>> START

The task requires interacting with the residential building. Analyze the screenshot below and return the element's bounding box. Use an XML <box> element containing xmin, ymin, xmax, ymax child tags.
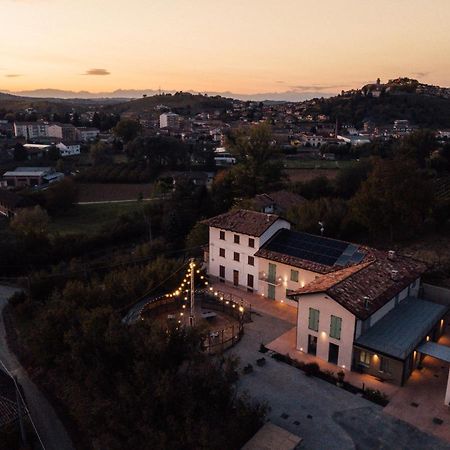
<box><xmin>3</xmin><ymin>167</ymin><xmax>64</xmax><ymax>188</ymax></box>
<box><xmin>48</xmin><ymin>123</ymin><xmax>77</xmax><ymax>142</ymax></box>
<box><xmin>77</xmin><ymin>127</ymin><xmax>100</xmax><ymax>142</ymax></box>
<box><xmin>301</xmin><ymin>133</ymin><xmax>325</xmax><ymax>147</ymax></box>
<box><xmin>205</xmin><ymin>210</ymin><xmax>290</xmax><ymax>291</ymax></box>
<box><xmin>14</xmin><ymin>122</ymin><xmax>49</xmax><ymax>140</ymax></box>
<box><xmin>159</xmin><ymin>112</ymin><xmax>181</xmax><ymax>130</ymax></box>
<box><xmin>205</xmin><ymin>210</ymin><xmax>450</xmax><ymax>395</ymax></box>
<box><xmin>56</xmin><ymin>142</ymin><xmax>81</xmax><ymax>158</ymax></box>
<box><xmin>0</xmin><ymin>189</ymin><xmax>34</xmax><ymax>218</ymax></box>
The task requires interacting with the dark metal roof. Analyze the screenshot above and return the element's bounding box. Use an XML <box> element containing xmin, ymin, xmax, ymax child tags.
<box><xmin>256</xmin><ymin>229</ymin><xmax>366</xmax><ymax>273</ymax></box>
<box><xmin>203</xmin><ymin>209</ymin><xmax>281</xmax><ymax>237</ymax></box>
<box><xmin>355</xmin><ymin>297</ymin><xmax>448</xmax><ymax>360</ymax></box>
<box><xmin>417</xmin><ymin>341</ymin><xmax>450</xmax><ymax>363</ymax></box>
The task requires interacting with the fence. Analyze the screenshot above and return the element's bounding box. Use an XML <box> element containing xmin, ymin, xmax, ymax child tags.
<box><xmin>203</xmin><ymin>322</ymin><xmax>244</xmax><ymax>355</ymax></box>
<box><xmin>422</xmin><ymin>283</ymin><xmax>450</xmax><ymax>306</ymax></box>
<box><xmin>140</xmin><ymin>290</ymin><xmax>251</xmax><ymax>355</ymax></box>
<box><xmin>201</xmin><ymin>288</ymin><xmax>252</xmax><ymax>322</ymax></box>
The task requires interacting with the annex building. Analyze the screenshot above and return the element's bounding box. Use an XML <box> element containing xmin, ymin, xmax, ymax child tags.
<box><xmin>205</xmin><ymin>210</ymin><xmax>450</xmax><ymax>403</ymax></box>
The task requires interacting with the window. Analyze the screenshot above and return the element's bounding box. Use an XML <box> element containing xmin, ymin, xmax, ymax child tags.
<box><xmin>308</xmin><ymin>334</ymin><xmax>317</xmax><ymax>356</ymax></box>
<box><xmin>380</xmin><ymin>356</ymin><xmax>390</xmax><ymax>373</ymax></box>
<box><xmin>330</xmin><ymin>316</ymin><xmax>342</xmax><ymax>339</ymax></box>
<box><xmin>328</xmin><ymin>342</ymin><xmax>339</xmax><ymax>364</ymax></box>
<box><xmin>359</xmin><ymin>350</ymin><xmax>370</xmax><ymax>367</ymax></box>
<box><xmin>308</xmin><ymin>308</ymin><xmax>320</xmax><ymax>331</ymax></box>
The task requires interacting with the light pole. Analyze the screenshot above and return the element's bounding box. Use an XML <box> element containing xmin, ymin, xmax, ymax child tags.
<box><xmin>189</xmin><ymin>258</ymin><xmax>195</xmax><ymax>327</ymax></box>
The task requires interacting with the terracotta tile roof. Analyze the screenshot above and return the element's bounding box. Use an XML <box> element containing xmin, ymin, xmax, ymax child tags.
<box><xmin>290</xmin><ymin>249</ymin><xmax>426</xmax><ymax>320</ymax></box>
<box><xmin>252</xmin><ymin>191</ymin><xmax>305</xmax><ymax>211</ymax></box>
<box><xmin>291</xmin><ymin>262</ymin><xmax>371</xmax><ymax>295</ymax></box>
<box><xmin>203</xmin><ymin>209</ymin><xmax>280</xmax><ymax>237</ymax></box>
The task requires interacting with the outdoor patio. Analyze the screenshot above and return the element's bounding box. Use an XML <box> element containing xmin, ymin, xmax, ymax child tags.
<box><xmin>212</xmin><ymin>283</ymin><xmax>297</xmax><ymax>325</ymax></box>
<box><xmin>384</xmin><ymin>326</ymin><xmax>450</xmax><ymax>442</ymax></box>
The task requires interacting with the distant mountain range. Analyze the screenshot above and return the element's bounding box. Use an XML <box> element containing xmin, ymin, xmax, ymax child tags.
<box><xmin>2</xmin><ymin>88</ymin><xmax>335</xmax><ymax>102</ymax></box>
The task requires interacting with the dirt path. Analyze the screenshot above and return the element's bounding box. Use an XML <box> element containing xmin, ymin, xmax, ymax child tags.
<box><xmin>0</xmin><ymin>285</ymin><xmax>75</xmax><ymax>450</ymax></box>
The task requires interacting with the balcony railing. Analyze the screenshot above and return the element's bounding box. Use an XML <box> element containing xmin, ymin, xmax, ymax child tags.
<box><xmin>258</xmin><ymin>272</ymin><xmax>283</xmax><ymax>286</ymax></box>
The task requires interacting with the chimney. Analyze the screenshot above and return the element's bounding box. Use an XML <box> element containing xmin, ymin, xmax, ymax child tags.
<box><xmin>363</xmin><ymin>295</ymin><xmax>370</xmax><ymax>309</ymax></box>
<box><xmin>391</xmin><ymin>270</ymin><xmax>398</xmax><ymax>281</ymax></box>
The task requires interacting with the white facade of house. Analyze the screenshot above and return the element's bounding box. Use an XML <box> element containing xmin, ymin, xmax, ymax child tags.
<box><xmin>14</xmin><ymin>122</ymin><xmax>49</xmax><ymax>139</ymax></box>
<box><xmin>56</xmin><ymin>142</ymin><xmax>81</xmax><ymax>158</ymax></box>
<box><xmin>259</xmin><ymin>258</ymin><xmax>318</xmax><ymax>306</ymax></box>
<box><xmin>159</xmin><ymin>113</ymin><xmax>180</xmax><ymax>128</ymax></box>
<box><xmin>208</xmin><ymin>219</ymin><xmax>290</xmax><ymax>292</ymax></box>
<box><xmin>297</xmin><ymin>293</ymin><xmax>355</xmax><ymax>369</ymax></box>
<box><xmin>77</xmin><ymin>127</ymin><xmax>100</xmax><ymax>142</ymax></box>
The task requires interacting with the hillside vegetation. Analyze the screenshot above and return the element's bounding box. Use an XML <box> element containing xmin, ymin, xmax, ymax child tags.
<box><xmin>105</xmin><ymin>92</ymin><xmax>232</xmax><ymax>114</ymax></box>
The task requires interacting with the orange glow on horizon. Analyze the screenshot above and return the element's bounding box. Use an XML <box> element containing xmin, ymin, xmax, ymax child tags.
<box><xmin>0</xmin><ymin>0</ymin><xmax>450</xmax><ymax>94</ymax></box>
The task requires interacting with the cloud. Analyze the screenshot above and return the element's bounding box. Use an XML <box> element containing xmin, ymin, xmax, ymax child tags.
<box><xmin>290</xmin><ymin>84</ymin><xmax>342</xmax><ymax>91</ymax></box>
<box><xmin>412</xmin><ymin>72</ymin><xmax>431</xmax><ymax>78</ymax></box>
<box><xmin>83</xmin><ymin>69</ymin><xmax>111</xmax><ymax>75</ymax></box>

>> END

**WHAT YOU SHOULD DO**
Copy out every one of the entries above word for word, in the same order. Leave the pictures out of the copy.

**SOLUTION TO THIS TASK**
The task requires interacting with the residential building. Analyze the screenshot below and return the element's bounding box. Use an XML <box> element containing xmin, ymin, xmax, ymax child tags.
<box><xmin>3</xmin><ymin>167</ymin><xmax>64</xmax><ymax>188</ymax></box>
<box><xmin>48</xmin><ymin>123</ymin><xmax>77</xmax><ymax>142</ymax></box>
<box><xmin>77</xmin><ymin>127</ymin><xmax>100</xmax><ymax>142</ymax></box>
<box><xmin>301</xmin><ymin>133</ymin><xmax>325</xmax><ymax>147</ymax></box>
<box><xmin>205</xmin><ymin>210</ymin><xmax>290</xmax><ymax>291</ymax></box>
<box><xmin>14</xmin><ymin>122</ymin><xmax>49</xmax><ymax>140</ymax></box>
<box><xmin>159</xmin><ymin>112</ymin><xmax>181</xmax><ymax>130</ymax></box>
<box><xmin>205</xmin><ymin>210</ymin><xmax>450</xmax><ymax>395</ymax></box>
<box><xmin>56</xmin><ymin>142</ymin><xmax>81</xmax><ymax>158</ymax></box>
<box><xmin>0</xmin><ymin>189</ymin><xmax>34</xmax><ymax>218</ymax></box>
The task requires interacting with the dark metal roof. Analyze the screenshot above and return the element's bounding box. Use an XML <box> element containing xmin, ymin, xmax, ymax child tags.
<box><xmin>256</xmin><ymin>229</ymin><xmax>366</xmax><ymax>273</ymax></box>
<box><xmin>203</xmin><ymin>209</ymin><xmax>281</xmax><ymax>237</ymax></box>
<box><xmin>355</xmin><ymin>297</ymin><xmax>448</xmax><ymax>360</ymax></box>
<box><xmin>417</xmin><ymin>341</ymin><xmax>450</xmax><ymax>363</ymax></box>
The task requires interacting with the fence. Analyze the screenshot above and return the element's bounding box. Use an XML <box> element containing xmin, ymin, xmax, ymax child tags.
<box><xmin>203</xmin><ymin>322</ymin><xmax>244</xmax><ymax>355</ymax></box>
<box><xmin>422</xmin><ymin>283</ymin><xmax>450</xmax><ymax>306</ymax></box>
<box><xmin>140</xmin><ymin>290</ymin><xmax>251</xmax><ymax>355</ymax></box>
<box><xmin>201</xmin><ymin>288</ymin><xmax>252</xmax><ymax>322</ymax></box>
The task requires interacting with the annex building. Analyze the screenshot above and return the element's bounding box. Use an XML <box> element containing xmin, ymin, xmax, ymax child tags.
<box><xmin>205</xmin><ymin>210</ymin><xmax>450</xmax><ymax>403</ymax></box>
The task requires interacting with the window. Analyze the screenshot above and return the element's bounding box. Use an XML <box> element containing xmin, ymin, xmax, ymax child tags.
<box><xmin>308</xmin><ymin>334</ymin><xmax>317</xmax><ymax>356</ymax></box>
<box><xmin>380</xmin><ymin>356</ymin><xmax>390</xmax><ymax>373</ymax></box>
<box><xmin>330</xmin><ymin>316</ymin><xmax>342</xmax><ymax>339</ymax></box>
<box><xmin>328</xmin><ymin>342</ymin><xmax>339</xmax><ymax>364</ymax></box>
<box><xmin>359</xmin><ymin>350</ymin><xmax>370</xmax><ymax>367</ymax></box>
<box><xmin>308</xmin><ymin>308</ymin><xmax>320</xmax><ymax>331</ymax></box>
The task requires interacting with the light pole. Analyze the screenshot above and return the element's bounding box. Use an XML <box> element containing xmin, ymin, xmax, ymax child tags.
<box><xmin>189</xmin><ymin>258</ymin><xmax>195</xmax><ymax>327</ymax></box>
The task requires interacting with the terracotta tile roof. Analyze the screenshot above and return the element's bounding box. Use an XML <box> element containing xmin, ymin, xmax, ymax child tags.
<box><xmin>290</xmin><ymin>249</ymin><xmax>426</xmax><ymax>320</ymax></box>
<box><xmin>252</xmin><ymin>191</ymin><xmax>305</xmax><ymax>211</ymax></box>
<box><xmin>291</xmin><ymin>262</ymin><xmax>371</xmax><ymax>295</ymax></box>
<box><xmin>203</xmin><ymin>209</ymin><xmax>280</xmax><ymax>237</ymax></box>
The task requires interacting with the outdoor patio. Analyze the screenshot above and return the element's bounding box. Use an XML <box> element containing xmin, ymin, xmax, ymax child tags.
<box><xmin>212</xmin><ymin>283</ymin><xmax>297</xmax><ymax>325</ymax></box>
<box><xmin>384</xmin><ymin>326</ymin><xmax>450</xmax><ymax>442</ymax></box>
The task requires interacting with the distant mountain range. Analyze the screenshot above and return the element's bounding box. Use an XML <box> element containing xmin, ymin, xmax, ymax child tags.
<box><xmin>2</xmin><ymin>88</ymin><xmax>335</xmax><ymax>102</ymax></box>
The task requires interacting with the dirt path. Analyze the screenshot above and return the element's bounding box. Use an XML <box> element containing xmin, ymin, xmax, ymax child tags.
<box><xmin>0</xmin><ymin>285</ymin><xmax>75</xmax><ymax>450</ymax></box>
The task requires interacting with the balcony railing. Analyze the screenshot above and return the element's bounding box. Use an XML <box> element containing xmin, ymin, xmax, ymax child tags.
<box><xmin>258</xmin><ymin>272</ymin><xmax>283</xmax><ymax>286</ymax></box>
The task requires interacting with the chimney. Analyze the screenshot above and return the element's bounding box. Use an XML <box> element containing xmin, ymin, xmax, ymax child tags.
<box><xmin>363</xmin><ymin>295</ymin><xmax>370</xmax><ymax>309</ymax></box>
<box><xmin>391</xmin><ymin>270</ymin><xmax>398</xmax><ymax>281</ymax></box>
The task requires interacting with the white facade of house. Analyze the screenshot above and return the element's bounding box. Use an XML <box> element containing xmin, ymin, xmax, ymax child tags.
<box><xmin>14</xmin><ymin>122</ymin><xmax>49</xmax><ymax>139</ymax></box>
<box><xmin>56</xmin><ymin>142</ymin><xmax>81</xmax><ymax>158</ymax></box>
<box><xmin>259</xmin><ymin>258</ymin><xmax>318</xmax><ymax>306</ymax></box>
<box><xmin>159</xmin><ymin>113</ymin><xmax>180</xmax><ymax>128</ymax></box>
<box><xmin>208</xmin><ymin>219</ymin><xmax>290</xmax><ymax>292</ymax></box>
<box><xmin>297</xmin><ymin>293</ymin><xmax>355</xmax><ymax>369</ymax></box>
<box><xmin>77</xmin><ymin>127</ymin><xmax>100</xmax><ymax>142</ymax></box>
The task requires interacting with the hillside vegetation. Analyze the screenshot above and return the element's bounding box. Use an XML <box> element containing xmin, ymin, xmax, ymax child tags.
<box><xmin>105</xmin><ymin>92</ymin><xmax>232</xmax><ymax>114</ymax></box>
The task requires interacting with the orange glow on horizon. Analyze the screenshot above and return the element's bounding box. Use an XML <box> element containing xmin, ymin, xmax, ymax child tags.
<box><xmin>0</xmin><ymin>0</ymin><xmax>450</xmax><ymax>94</ymax></box>
The task requires interacting with the cloud. Analyze the screenshot above and return the element's bounding box. Use an XML <box> element containing xmin, ymin, xmax, ymax child tags.
<box><xmin>290</xmin><ymin>84</ymin><xmax>342</xmax><ymax>91</ymax></box>
<box><xmin>412</xmin><ymin>72</ymin><xmax>431</xmax><ymax>78</ymax></box>
<box><xmin>83</xmin><ymin>69</ymin><xmax>111</xmax><ymax>75</ymax></box>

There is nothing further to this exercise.